■ Stored data entries ■
***

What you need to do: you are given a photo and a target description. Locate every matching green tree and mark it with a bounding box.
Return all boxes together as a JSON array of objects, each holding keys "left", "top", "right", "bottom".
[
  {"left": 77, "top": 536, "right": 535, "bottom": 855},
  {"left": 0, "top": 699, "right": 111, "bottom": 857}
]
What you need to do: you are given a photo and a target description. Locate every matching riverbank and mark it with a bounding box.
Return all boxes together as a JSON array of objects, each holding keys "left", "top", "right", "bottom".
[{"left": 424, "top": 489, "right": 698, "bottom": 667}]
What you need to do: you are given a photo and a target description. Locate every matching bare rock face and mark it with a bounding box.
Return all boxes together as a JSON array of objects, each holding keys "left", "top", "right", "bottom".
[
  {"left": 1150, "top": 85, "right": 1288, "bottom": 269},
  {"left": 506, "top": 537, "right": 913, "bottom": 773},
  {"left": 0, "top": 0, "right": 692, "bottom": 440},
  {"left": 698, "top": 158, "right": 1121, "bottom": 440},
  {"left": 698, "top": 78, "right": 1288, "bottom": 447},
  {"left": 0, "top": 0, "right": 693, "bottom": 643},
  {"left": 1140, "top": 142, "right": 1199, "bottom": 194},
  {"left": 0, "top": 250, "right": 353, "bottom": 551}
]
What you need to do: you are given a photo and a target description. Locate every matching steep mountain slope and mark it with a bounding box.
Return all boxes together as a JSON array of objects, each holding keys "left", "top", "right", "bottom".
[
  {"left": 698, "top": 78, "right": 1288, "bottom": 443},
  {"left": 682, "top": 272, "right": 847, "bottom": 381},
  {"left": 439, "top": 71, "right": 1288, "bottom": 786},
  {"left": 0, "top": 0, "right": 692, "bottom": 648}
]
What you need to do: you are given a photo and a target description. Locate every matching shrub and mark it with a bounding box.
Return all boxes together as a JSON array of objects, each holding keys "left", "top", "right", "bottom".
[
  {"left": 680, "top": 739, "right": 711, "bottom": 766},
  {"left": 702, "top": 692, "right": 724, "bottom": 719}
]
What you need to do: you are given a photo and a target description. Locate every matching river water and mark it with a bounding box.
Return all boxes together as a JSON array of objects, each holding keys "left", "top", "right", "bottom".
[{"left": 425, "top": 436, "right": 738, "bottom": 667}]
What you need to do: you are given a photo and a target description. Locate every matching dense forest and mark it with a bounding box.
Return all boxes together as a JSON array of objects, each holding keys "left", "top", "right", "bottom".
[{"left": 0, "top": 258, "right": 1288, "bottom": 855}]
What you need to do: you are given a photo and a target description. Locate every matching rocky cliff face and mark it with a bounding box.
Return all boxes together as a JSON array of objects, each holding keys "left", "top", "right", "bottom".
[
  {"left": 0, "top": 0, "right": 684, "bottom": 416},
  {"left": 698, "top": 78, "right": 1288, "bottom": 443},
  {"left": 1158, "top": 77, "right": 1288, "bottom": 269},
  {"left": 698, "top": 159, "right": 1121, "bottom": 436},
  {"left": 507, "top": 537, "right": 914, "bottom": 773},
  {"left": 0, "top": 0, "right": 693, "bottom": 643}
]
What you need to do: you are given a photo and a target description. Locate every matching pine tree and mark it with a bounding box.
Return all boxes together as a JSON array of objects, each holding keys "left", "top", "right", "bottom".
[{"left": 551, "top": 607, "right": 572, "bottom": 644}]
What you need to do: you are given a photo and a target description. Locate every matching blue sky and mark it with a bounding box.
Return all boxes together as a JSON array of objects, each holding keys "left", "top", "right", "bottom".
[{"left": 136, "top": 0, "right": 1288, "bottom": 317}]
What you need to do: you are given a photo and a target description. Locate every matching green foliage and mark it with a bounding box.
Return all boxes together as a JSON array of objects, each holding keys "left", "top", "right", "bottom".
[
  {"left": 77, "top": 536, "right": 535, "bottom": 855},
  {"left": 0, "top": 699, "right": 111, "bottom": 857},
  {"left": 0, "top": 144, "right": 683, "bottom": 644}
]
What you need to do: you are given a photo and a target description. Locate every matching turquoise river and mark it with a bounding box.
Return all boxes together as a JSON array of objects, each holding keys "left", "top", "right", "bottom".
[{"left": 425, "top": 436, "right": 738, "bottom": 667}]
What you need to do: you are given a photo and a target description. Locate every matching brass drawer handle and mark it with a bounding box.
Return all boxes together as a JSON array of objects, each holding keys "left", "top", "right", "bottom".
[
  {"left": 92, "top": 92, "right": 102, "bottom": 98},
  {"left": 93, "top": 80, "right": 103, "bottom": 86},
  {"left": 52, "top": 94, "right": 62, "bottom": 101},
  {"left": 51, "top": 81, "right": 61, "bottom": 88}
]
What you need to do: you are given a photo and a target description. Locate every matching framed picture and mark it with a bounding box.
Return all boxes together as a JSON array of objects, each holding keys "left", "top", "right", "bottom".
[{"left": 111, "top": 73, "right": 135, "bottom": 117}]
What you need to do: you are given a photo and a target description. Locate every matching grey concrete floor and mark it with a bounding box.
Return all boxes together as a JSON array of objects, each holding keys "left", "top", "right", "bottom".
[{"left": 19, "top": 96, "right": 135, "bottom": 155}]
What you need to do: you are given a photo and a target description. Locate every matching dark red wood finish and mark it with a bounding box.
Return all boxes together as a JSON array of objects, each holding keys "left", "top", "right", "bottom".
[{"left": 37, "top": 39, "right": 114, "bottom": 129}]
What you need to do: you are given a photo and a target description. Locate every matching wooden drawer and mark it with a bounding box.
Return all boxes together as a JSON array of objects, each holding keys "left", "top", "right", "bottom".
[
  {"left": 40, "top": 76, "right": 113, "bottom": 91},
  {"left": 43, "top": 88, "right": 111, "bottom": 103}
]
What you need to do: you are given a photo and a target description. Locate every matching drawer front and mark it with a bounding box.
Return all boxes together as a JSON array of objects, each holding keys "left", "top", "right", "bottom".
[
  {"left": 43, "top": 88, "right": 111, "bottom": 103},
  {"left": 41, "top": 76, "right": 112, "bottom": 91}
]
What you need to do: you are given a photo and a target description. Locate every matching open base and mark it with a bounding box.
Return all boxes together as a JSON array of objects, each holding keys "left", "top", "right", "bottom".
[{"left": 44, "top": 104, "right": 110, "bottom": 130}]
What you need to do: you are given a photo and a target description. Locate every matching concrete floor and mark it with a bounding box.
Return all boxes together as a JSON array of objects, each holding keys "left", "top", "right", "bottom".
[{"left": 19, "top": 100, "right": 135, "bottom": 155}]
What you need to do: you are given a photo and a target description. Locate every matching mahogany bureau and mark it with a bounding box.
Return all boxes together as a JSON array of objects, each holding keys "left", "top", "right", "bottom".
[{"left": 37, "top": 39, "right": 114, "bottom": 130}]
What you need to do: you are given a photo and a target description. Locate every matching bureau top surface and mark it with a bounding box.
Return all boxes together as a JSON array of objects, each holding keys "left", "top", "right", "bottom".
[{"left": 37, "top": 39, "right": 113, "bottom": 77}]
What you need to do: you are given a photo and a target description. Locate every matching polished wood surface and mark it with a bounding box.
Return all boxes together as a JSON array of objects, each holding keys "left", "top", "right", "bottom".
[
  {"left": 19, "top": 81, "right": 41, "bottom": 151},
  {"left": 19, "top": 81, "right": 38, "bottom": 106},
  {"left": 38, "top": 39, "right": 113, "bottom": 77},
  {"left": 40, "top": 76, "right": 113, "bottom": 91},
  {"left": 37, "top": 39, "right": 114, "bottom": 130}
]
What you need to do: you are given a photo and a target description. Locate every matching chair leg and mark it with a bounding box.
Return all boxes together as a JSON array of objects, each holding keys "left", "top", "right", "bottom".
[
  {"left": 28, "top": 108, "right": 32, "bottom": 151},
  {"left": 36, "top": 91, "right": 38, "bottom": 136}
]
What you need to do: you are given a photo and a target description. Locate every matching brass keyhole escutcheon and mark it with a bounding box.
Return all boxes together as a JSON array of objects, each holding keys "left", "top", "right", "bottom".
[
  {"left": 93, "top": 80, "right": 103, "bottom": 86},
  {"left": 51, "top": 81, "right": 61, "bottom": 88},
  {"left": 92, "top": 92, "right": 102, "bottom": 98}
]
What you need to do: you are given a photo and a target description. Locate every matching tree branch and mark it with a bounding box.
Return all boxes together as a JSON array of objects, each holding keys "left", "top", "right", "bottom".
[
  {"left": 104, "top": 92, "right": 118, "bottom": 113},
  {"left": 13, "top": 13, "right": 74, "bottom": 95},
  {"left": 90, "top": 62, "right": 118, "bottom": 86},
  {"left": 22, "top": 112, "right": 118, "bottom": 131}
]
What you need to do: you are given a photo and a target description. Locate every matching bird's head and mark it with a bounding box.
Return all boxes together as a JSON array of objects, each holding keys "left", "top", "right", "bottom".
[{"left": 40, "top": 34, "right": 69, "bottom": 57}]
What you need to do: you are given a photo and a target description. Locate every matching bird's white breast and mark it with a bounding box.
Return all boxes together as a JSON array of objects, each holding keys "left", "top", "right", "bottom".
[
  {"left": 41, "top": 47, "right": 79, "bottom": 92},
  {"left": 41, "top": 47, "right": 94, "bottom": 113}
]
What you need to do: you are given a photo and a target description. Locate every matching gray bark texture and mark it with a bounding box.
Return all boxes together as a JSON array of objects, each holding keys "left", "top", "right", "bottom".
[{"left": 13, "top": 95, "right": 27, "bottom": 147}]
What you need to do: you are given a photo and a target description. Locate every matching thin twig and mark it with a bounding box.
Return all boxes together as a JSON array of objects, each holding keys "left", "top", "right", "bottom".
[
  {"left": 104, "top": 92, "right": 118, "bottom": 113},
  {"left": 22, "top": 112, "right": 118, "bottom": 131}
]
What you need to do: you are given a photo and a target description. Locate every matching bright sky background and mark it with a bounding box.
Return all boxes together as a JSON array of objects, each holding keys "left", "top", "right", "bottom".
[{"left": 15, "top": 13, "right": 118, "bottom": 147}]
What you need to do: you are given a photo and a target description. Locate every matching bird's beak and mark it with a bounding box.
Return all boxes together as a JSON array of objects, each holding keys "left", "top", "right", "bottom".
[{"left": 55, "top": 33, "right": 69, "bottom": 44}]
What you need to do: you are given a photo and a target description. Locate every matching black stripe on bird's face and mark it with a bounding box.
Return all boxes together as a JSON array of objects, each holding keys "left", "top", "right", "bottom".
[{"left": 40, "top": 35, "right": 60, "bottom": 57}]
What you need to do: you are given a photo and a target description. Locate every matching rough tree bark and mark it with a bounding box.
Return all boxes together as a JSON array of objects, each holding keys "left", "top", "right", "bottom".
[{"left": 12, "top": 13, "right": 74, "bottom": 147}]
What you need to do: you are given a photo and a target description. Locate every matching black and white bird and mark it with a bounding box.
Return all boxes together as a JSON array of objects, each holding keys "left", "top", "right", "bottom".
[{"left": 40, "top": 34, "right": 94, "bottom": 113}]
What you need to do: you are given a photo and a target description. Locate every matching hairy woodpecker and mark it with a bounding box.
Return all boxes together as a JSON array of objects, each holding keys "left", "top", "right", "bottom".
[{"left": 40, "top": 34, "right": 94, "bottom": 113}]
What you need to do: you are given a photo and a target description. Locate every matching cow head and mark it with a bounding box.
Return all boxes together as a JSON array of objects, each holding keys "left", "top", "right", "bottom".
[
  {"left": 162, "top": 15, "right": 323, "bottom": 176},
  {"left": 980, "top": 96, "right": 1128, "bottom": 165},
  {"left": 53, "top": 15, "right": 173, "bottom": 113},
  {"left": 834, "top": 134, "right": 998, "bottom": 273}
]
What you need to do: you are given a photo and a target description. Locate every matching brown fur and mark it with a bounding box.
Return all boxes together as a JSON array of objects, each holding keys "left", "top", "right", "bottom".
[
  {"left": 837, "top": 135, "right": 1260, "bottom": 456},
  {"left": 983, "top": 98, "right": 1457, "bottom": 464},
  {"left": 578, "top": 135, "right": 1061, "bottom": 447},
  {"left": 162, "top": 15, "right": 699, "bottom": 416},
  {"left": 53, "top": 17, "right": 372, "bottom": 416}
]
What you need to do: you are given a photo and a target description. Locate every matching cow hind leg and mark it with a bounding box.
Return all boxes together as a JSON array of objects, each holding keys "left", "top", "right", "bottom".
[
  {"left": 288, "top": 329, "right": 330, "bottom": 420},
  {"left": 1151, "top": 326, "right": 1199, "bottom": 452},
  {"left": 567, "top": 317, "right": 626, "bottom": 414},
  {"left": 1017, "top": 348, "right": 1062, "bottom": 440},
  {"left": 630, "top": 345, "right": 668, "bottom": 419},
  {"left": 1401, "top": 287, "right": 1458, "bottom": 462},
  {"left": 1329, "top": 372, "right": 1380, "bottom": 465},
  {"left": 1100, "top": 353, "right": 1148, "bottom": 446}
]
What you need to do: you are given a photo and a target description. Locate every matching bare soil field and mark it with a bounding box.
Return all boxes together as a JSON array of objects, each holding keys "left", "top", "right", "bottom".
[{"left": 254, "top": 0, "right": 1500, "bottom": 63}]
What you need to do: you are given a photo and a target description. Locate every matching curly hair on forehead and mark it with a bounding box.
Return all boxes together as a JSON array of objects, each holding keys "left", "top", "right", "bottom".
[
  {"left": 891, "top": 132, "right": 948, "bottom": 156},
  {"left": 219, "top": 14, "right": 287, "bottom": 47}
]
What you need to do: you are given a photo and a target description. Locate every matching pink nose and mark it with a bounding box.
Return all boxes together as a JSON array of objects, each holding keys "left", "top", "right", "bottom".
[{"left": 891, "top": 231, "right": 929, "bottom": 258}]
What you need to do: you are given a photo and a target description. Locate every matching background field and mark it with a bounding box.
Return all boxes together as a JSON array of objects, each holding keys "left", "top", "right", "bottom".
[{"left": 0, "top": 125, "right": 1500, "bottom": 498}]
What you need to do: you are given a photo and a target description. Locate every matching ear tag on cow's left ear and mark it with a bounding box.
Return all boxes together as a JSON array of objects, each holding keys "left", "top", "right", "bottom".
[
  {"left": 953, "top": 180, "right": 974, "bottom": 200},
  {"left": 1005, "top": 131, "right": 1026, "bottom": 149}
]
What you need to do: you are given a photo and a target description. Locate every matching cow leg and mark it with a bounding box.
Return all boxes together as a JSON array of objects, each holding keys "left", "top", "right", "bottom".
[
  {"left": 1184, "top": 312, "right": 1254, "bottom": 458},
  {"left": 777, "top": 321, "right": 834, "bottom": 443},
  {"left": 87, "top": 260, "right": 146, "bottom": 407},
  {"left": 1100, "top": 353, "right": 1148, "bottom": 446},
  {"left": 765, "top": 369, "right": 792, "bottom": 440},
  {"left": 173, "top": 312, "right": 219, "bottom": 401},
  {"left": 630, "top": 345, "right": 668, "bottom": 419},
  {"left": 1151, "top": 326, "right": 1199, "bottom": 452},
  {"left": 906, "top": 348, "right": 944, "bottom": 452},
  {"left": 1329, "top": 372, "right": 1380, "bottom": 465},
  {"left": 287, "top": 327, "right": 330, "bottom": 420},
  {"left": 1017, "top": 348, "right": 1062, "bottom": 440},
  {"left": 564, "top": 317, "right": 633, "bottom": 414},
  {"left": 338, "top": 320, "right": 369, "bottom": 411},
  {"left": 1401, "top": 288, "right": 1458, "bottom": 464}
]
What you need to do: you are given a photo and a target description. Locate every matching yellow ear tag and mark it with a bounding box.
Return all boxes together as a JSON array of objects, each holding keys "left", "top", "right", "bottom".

***

Return the lines beginning at the one that contains "tag and mark it with a bounding box." and continuing through the last line of the data, exactly as they stand and without any others.

■ SOLUTION ■
What you need to do: you are given a photo and a target description. Locate every matching yellow ear tag and mark it with a bounding box.
Return all boxes together as a JSON array of objects, each holding keys "left", "top", "right", "bottom".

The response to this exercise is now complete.